* **TEXT EXTRACT**:
A Plague Tale: Requiem follows Amicia and her brother Hugo on a perilous new quest as they do whatever it takes to survive a brutal, uncaring world.

Buy A Plague Tale: Requiem

A Plague Tale: Innocence was released in 2018. The initial trailers were focused on the horrors of the plague, along with the multitude of rats waiting to swarm and eat you alive at a moment's notice. The game delivered on that creeping dread, but it also delivered an adventure that focused on familial bonds. It featured characters who felt authentic and likeable, even if the adventure sometimes diverted from the main path. Three years later, we have A Plague Tale: Requiem, a game that does what every good sequel should by keeping intact the good parts of the original game's formula while adding in tweaks to make it all flow better.

Requiem takes place six months after the end of the first game, and again, the title follows Amicia, Hugo, and their family and friends as they make their way through France. While Hugo seems better than before, the Macula still has a hold on him. The group is on a journey to a town where a group of alchemists called The Order may hold the answers to a cure. At the same time, Hugo has constant dreams of an island with a phoenix that may also hold the cure to his affliction. The journey starts off calmly, but things quickly spiral into chaos, and everyone's resolve is tested.

* **RECORDS PROVIDED**:

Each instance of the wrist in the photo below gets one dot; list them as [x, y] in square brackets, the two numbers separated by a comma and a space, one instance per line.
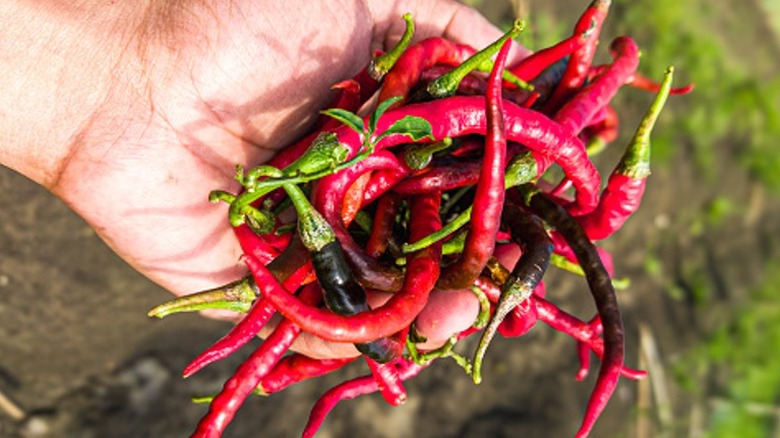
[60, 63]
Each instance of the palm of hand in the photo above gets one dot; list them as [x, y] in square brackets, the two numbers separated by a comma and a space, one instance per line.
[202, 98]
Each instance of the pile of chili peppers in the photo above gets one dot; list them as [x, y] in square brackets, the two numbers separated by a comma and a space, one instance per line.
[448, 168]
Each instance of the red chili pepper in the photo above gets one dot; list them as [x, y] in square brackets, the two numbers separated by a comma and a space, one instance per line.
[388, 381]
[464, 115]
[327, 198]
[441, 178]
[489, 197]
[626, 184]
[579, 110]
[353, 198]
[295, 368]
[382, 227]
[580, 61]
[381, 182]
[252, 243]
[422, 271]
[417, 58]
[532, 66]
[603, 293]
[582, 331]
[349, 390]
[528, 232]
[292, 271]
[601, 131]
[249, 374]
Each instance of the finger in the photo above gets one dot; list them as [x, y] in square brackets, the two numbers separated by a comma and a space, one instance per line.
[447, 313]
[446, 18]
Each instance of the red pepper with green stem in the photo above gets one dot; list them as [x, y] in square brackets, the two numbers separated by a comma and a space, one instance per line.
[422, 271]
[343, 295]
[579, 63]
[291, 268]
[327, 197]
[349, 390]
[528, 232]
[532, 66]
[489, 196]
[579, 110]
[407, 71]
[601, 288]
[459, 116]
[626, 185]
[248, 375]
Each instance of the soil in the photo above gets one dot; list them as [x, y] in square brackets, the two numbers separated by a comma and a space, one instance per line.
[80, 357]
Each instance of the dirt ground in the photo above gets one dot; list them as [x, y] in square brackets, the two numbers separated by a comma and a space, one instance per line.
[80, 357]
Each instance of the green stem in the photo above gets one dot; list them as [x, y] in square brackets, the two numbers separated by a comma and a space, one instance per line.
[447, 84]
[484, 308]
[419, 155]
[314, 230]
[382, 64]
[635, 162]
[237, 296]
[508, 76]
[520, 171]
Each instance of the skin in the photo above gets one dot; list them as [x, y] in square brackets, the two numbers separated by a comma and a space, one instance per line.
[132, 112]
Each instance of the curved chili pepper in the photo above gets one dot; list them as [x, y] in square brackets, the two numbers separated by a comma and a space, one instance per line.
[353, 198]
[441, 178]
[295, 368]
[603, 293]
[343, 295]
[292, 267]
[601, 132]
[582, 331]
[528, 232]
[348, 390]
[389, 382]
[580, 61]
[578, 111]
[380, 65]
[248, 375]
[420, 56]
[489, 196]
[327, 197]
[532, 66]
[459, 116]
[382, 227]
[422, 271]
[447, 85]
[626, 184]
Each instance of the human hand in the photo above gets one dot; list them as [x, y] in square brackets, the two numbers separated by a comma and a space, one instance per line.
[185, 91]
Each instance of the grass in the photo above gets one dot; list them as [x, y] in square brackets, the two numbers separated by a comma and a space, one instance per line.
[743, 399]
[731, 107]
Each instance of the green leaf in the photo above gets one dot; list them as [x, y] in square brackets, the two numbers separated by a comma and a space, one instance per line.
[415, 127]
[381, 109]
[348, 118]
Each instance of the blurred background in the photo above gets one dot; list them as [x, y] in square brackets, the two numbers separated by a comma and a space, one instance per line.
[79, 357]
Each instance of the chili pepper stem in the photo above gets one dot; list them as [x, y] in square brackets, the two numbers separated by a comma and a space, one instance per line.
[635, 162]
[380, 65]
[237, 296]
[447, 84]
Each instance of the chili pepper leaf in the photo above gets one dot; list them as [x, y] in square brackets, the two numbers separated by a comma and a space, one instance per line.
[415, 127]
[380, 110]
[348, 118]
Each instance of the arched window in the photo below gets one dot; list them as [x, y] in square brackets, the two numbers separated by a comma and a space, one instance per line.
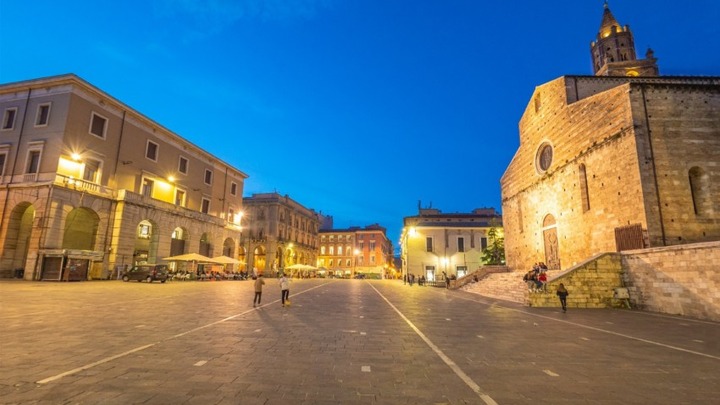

* **WRITTEN EXERCISE 1**: Rewrite the game review starting with "A Plague Tale: Requiem follows" and going on through "all flow better.", substituting "wolves" for "rats".
* **WRITTEN EXERCISE 2**: Resume the review of A Plague Tale: Requiem from the point at which it stops.

* **FINAL ANSWER 1**:
A Plague Tale: Requiem follows Amicia and her brother Hugo on a perilous new quest as they do whatever it takes to survive a brutal, uncaring world.

Buy A Plague Tale: Requiem

A Plague Tale: Innocence was released in 2018. The initial trailers were focused on the horrors of the plague, along with the multitude of wolves waiting to swarm and eat you alive at a moment's notice. The game delivered on that creeping dread, but it also delivered an adventure that focused on familial bonds. It featured characters who felt authentic and likeable, even if the adventure sometimes diverted from the main path. Three years later, we have A Plague Tale: Requiem, a game that does what every good sequel should by keeping intact the good parts of the original game's formula while adding in tweaks to make it all flow better.

* **FINAL ANSWER 2**:
Like many good modern adventure games, including A Plague Tale: Innocence, the narrative is engrossing. The strong relationship between Hugo and Amicia remains and feels just as natural as before, but you can also feel the tension between Amicia and her mother as things progress. Both characters also run the gamut of emotions from extreme anger and happiness, and while it can sometimes feel overwhelming, it never exceeds that point. The side characters are all allowed time to shine instead of being one-dimensional support, and the same can be said for some of the antagonists, who have more backstory, so they aren't typical villains. The constant presence of companions also provides some good dialogue, as the chatter between everyone is constant but also sensible. The increased presence of adult companions helps the overall premise be about banding together to save a child, rather than the "kids versus the world" vibe of the first game.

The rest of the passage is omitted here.